▶ **ANWEISUNG**:
Gib nur die Zeilen ab der Zeile mit „Pretty please, detect the lantern room glass“ bis einschließlich der Zeile mit „[341,454,381,655]“ vollständig wieder. Skaliere dabei jede Koordinate der Begrenzungsrahmen in den Antworten mit dem Faktor 1,4 und runde auf ganze Zahlen, wobei Hälften aufgerundet werden.
===============
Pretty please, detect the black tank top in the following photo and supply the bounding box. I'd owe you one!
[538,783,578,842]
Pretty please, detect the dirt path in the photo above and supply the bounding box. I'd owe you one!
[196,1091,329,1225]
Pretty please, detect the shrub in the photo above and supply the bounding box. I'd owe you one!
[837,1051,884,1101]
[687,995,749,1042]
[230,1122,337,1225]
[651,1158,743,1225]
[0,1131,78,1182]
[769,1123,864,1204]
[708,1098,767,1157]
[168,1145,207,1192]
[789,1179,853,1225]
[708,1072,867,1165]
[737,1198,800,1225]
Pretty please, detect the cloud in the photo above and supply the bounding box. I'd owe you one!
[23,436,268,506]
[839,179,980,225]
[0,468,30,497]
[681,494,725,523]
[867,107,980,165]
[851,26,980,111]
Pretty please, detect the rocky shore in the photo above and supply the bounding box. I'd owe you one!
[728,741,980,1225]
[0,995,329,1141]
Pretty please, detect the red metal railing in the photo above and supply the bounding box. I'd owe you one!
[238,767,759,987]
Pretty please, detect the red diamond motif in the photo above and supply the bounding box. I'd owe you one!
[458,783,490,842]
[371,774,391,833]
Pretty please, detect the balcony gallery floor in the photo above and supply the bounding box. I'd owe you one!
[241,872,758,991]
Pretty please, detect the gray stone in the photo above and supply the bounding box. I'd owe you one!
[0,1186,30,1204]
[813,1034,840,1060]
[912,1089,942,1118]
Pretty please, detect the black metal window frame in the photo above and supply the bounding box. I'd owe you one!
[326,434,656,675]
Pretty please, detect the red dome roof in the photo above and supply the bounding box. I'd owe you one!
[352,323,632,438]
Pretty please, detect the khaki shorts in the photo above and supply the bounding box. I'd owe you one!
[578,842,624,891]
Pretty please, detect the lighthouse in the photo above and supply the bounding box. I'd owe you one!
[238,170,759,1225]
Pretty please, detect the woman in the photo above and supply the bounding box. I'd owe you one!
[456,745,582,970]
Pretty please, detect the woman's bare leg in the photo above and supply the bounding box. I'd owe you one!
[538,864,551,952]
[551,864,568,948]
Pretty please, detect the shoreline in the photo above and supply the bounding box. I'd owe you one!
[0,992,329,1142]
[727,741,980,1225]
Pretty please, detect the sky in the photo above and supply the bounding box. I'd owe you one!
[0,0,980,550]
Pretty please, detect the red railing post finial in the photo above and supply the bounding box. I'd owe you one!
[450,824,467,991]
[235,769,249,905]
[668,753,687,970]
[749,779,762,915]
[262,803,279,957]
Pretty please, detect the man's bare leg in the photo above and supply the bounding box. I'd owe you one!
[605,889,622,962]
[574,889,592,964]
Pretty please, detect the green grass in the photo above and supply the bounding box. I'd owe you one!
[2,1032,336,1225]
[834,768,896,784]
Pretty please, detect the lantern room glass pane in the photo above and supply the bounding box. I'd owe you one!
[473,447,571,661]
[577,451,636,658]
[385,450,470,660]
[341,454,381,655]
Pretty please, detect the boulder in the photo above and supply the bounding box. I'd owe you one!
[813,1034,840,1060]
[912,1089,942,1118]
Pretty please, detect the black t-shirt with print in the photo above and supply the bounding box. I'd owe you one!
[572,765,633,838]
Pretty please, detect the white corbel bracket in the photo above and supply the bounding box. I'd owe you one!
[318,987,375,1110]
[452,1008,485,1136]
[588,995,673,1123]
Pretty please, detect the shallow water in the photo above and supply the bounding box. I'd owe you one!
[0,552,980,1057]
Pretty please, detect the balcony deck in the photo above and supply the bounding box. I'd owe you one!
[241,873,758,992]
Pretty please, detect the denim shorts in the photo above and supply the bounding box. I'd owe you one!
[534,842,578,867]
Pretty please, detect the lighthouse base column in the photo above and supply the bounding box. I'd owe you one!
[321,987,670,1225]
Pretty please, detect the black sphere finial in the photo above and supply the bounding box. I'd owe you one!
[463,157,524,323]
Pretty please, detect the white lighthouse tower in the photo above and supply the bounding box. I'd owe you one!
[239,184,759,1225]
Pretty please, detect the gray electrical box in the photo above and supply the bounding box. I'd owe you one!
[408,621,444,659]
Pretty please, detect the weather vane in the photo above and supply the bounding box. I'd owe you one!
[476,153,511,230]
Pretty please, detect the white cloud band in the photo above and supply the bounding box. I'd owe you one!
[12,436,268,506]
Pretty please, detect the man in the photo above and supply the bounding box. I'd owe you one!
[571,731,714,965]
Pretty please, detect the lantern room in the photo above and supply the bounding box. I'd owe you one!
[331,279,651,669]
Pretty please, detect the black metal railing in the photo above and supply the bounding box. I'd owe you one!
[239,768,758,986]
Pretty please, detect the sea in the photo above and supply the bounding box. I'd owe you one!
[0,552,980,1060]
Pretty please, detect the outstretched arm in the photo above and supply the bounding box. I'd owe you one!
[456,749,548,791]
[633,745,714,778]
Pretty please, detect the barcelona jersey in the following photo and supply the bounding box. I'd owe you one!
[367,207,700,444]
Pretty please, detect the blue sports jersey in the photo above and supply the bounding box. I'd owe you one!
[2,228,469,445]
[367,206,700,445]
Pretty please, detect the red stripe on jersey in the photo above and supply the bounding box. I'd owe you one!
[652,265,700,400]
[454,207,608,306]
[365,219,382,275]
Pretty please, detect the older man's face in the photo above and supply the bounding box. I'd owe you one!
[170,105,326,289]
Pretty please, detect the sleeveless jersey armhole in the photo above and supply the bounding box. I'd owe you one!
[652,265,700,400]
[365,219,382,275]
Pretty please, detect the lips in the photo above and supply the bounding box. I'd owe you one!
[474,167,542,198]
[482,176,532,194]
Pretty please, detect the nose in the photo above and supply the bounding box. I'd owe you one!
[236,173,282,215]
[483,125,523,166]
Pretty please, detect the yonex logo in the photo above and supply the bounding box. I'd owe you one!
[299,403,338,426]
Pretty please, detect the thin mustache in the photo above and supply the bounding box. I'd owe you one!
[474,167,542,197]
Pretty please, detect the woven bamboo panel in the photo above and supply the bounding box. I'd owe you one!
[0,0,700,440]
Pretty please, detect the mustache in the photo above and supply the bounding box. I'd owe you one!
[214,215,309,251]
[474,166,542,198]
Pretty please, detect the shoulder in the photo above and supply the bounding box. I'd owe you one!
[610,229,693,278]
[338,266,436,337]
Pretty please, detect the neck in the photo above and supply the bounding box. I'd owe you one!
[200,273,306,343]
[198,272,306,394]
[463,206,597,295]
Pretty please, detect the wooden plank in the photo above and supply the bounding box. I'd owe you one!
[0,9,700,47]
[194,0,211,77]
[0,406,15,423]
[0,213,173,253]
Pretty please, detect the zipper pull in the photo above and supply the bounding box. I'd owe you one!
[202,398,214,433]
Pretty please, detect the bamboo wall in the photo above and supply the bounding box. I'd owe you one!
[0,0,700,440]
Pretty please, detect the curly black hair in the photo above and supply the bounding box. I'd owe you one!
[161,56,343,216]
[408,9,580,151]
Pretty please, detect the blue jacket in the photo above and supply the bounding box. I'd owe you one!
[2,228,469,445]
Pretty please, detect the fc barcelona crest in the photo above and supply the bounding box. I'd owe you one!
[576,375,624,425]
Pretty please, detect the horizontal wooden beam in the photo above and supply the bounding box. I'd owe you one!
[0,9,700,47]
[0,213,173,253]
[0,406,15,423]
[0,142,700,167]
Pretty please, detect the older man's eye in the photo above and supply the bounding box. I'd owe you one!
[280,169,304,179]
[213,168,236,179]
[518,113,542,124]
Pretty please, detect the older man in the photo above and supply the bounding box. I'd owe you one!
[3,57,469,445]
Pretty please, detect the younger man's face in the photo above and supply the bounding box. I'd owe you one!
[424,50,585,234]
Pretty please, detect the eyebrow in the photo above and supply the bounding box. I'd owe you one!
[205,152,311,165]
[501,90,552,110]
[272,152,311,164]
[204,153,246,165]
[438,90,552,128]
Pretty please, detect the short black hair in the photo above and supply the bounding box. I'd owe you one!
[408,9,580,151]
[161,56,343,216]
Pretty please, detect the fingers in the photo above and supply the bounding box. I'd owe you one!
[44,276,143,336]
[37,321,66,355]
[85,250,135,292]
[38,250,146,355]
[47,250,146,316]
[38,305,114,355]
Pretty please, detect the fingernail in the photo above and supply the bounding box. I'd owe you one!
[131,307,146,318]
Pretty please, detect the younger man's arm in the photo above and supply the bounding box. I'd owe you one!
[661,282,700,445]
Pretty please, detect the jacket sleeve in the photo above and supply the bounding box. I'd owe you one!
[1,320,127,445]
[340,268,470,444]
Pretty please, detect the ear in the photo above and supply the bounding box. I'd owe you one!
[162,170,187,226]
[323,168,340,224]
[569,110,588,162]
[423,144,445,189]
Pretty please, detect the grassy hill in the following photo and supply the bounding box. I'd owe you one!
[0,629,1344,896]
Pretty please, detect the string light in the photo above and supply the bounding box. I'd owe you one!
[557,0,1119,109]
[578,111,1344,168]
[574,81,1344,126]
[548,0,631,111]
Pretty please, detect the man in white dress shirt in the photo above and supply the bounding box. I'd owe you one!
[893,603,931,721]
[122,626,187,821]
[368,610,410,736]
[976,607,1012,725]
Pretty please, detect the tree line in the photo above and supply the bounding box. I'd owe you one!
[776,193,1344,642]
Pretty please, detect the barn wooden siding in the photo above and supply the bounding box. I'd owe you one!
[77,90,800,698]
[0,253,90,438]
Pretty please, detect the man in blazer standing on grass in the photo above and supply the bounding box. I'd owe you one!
===============
▶ **SCHRIFTLICHE ANTWORT**:
Pretty please, detect the lantern room glass pane in the photo above and supply the bounding box. I'd owe you one!
[662,626,799,925]
[808,631,890,921]
[539,630,658,924]
[477,636,533,917]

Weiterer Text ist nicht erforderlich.